Given problem a:
In the Source records listing below, reproduce the lines starting at the line that contains "task: provide the outline of the <item>thumb</item>" and ending at the final line of the listing, with both ends included.

Recipes for Fake Silver and Gold

Testing the 'Transmuted' Gold

Art from 'Transmuted' Gold

A 1772 Report of Fraudulent Practices

Recipes for Fake Silver and Gold

On a basic level, alchemy was practiced for spiritual perfection and/or for practical results, in which the transformation from base metals to silver and gold was the most well-known. This led to a lot of stories and rumors, and dubious practices. There were, of course, plenty of charlatans around too. If an alchemist really had found the secret for making gold, it was not likely that he would write about it, not even in symbolic terms. Even if there are true recipes around, there is the difficulty of deciphering the often obscure alchemical language. There was no established definition of each alchemical term, although one of the few alchemical dictionaries might help.

Given problem b:
Write the next part of the passage above on alchemy and recipes for fake silver and gold, beginning after its final sentence.

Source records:
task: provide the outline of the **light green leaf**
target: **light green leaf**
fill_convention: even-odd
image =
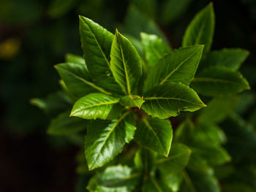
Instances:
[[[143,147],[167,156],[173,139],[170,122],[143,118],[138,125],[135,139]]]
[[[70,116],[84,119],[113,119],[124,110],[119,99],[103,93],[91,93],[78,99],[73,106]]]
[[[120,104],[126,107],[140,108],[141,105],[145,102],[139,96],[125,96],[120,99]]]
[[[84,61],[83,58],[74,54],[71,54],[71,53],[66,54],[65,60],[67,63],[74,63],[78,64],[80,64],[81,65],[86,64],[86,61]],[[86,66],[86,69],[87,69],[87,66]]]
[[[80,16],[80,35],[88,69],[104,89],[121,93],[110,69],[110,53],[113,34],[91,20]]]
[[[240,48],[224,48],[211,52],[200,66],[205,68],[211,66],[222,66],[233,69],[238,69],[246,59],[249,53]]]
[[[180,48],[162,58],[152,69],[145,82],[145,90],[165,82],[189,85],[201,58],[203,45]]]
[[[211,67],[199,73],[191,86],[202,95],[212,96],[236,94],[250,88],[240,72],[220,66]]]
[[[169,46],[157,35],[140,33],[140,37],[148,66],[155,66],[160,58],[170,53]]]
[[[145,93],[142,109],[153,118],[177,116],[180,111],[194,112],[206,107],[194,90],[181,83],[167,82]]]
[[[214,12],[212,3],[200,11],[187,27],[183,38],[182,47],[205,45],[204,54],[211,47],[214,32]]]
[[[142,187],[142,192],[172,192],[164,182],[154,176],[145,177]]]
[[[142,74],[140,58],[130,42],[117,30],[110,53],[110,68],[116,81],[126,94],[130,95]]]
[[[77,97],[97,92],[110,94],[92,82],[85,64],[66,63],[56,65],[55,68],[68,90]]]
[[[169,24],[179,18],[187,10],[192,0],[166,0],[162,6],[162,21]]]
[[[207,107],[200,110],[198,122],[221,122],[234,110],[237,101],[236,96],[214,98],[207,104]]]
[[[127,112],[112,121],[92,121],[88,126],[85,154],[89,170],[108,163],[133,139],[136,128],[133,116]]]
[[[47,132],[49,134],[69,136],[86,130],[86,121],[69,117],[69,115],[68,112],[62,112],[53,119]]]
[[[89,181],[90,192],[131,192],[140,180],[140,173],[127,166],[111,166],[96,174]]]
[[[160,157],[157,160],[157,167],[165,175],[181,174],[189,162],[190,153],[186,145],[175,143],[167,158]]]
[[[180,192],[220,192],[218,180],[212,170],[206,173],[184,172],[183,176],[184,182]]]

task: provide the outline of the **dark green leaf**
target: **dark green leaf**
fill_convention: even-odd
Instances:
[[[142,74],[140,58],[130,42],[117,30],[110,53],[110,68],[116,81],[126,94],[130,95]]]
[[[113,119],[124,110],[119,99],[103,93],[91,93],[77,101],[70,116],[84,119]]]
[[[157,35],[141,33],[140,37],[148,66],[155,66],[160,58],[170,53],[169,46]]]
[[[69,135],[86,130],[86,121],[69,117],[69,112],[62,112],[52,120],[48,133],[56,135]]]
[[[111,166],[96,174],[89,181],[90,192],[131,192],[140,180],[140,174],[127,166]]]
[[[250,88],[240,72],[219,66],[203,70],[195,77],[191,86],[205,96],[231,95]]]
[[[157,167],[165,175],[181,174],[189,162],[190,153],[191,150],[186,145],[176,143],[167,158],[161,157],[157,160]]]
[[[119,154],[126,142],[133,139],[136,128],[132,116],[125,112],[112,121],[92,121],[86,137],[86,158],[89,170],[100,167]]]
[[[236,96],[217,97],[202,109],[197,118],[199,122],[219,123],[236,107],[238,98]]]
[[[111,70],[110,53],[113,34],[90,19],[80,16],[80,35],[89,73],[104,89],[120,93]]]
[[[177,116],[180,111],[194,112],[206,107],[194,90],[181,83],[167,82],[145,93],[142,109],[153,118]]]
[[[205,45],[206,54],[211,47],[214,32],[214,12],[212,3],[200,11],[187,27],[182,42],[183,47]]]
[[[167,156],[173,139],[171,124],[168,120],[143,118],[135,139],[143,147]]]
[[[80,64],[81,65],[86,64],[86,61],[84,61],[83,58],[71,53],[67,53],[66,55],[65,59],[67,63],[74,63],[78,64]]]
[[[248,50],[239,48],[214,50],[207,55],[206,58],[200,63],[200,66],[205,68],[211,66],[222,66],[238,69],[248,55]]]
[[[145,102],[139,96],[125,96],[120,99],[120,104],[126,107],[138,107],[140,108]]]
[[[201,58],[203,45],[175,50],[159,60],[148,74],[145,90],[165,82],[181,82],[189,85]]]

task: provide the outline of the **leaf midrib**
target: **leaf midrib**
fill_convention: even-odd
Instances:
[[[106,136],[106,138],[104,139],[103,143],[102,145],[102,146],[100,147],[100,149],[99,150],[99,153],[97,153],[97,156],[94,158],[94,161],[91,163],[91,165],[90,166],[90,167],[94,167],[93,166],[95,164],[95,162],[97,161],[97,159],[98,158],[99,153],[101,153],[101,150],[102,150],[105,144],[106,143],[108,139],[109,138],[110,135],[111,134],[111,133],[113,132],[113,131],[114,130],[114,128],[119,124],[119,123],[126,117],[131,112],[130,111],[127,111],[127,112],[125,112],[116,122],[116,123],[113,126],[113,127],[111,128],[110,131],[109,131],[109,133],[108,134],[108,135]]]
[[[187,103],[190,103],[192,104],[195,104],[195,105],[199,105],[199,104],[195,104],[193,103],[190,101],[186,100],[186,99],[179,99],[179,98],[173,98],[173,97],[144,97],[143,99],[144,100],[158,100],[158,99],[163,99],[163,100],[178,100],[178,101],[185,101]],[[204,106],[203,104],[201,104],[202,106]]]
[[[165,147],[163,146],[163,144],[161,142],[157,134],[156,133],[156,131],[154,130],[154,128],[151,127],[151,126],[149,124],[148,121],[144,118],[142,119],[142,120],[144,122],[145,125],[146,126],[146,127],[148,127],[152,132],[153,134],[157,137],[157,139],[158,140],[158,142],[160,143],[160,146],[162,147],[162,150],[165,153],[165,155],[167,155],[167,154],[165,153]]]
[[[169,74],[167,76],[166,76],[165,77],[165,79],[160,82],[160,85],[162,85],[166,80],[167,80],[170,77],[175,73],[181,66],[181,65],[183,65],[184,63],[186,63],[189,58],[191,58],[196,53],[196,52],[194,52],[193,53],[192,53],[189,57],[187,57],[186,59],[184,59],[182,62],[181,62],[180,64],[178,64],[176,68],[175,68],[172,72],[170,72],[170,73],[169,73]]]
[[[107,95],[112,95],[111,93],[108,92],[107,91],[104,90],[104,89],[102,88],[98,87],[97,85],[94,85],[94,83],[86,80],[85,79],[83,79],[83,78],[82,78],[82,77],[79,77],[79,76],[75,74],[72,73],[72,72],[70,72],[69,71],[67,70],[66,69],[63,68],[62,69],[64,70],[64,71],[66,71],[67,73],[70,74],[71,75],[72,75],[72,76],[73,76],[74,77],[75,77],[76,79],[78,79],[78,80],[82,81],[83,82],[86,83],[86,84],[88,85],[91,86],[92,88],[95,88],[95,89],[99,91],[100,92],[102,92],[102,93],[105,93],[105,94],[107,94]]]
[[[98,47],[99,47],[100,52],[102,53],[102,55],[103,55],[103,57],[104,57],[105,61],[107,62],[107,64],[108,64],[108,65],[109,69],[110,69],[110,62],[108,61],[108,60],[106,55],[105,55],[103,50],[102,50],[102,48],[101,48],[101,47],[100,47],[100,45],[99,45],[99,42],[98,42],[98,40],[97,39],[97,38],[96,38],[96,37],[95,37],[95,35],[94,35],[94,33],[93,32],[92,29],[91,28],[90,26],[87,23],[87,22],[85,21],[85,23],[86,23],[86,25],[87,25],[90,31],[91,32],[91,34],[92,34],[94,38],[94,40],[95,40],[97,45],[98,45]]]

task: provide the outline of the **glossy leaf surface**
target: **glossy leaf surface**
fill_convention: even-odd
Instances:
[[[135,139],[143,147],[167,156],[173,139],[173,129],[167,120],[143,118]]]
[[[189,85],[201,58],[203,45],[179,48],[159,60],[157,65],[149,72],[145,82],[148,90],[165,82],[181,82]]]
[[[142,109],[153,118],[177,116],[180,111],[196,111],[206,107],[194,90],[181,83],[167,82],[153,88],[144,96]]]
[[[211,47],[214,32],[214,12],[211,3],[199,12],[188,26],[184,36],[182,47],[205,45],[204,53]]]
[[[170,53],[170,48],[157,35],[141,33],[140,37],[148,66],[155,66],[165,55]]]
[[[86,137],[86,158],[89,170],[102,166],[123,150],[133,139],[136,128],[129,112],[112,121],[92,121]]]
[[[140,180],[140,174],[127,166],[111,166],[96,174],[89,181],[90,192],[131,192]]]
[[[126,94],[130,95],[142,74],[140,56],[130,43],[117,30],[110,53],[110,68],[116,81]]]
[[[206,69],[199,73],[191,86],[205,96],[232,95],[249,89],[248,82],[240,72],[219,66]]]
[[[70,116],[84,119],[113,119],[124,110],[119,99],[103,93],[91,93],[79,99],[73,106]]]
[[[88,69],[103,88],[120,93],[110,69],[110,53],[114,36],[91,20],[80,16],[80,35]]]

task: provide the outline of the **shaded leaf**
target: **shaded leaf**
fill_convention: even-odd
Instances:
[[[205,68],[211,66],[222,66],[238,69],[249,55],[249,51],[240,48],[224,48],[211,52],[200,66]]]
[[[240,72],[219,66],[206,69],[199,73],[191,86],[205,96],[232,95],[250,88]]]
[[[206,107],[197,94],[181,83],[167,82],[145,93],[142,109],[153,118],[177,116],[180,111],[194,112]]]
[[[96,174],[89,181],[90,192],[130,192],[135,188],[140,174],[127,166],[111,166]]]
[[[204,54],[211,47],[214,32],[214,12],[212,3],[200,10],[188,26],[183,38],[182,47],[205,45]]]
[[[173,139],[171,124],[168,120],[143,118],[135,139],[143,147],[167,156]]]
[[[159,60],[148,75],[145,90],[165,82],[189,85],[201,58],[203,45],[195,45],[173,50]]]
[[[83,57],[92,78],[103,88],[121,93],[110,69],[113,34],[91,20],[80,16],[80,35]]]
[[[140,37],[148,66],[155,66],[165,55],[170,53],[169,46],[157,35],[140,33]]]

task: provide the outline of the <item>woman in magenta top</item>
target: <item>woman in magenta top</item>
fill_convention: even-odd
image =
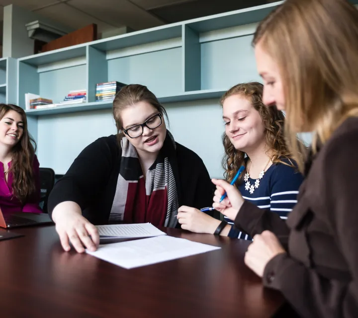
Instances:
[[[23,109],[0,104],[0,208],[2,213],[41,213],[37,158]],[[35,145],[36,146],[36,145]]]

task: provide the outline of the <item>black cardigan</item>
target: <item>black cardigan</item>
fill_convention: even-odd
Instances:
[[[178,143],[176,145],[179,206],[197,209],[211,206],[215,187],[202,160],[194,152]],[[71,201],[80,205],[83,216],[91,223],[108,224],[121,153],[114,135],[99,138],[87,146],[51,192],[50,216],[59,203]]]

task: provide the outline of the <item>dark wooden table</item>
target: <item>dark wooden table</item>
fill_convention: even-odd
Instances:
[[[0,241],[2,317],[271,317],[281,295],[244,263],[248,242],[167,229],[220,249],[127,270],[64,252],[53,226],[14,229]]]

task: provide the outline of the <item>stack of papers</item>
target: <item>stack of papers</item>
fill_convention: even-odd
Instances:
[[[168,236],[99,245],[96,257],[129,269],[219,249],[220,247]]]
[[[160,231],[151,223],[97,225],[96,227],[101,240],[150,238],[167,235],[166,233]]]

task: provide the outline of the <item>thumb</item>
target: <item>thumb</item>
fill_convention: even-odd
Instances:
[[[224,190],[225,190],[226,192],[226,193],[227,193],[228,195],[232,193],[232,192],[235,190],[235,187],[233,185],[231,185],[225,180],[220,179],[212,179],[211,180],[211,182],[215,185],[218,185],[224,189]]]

Result a:
task: provide the outline of the <item>thumb</item>
target: <item>thumb</item>
fill_convention: even-odd
Instances:
[[[224,190],[225,190],[226,192],[226,193],[227,193],[228,195],[232,193],[232,192],[235,190],[235,187],[233,185],[231,185],[225,180],[220,179],[212,179],[211,180],[211,182],[215,185],[218,185],[224,189]]]

Result b:
One of the oldest recipes for making silver and gold comes from Zosimos of Panopolis, a a Greco-Egyptian alchemist who lived at the end of the 3rd and beginning of the 4th century AD. He used a projection powder to this end. When silver was obtained the projection powder was added to obtain gold. The entire process took 110 days. You can find the entire process in the book Collection des anciens alchimistes grecs (1888) by Marcellin Berthelot, under the heading Sur la même eau divine on page 143. It is a whole different matter to understand what he is writing about, and one needs to be familiar of the chemistry of that time period, and the substances they were working with.

What did he really mean with 'making silver or gold'?

The projection powder sometimes shows up in tales of successful alchemists. Dom Pernety in his Dictionnaire mytho-hermétique (1758) defines it as:

Hermetic, or powder which being projected onto imperfect metals in fusion, transmutes them into gold or silver, depending on whether the work has been pushed to white or red. The result of the hermetic work, or powder which is projected on imperfect metals.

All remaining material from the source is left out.